SUPPLIED DATA Start Marker

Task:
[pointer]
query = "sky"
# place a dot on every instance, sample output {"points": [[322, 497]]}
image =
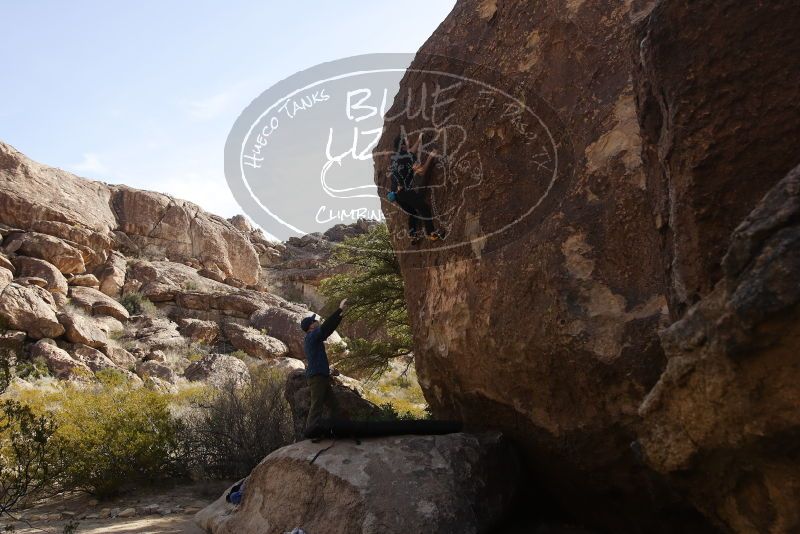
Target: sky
{"points": [[145, 93]]}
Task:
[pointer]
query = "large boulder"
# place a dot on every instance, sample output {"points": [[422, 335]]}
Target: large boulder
{"points": [[452, 483], [87, 213], [156, 333], [81, 329], [284, 324], [586, 206], [92, 358], [97, 303], [31, 192], [85, 280], [198, 331], [31, 309], [163, 226], [12, 340], [25, 266], [156, 370], [59, 362], [218, 370], [351, 404], [254, 343], [121, 357], [112, 275], [6, 276], [721, 419], [65, 257]]}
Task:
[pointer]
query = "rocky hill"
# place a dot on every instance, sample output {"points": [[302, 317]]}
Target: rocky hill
{"points": [[618, 289], [73, 249]]}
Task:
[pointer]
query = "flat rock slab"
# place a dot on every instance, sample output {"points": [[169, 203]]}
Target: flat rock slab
{"points": [[452, 483]]}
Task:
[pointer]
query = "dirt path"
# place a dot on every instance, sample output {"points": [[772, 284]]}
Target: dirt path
{"points": [[142, 525], [156, 511]]}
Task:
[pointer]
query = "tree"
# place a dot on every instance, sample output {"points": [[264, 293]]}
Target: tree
{"points": [[373, 285], [30, 463]]}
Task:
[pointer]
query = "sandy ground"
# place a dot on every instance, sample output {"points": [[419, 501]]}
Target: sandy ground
{"points": [[157, 511], [149, 524]]}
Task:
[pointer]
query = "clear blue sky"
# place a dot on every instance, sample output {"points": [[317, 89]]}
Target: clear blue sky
{"points": [[144, 93]]}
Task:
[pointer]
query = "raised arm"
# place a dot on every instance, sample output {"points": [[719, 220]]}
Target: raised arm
{"points": [[329, 326], [415, 149]]}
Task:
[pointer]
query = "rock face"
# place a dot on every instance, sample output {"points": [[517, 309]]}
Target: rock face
{"points": [[351, 403], [56, 283], [59, 361], [585, 216], [254, 343], [219, 370], [87, 217], [729, 395], [31, 309], [284, 323], [452, 483]]}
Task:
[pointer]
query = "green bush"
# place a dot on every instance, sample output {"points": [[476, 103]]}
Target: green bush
{"points": [[230, 430], [33, 369], [138, 304], [115, 435], [372, 283], [30, 461]]}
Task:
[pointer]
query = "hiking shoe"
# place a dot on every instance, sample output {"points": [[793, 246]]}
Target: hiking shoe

SUPPLIED DATA End Marker

• [TASK DETAILS]: Check each line above for the string "shoe" and report how many lines have it, giving only the number.

• [SOLUTION]: 2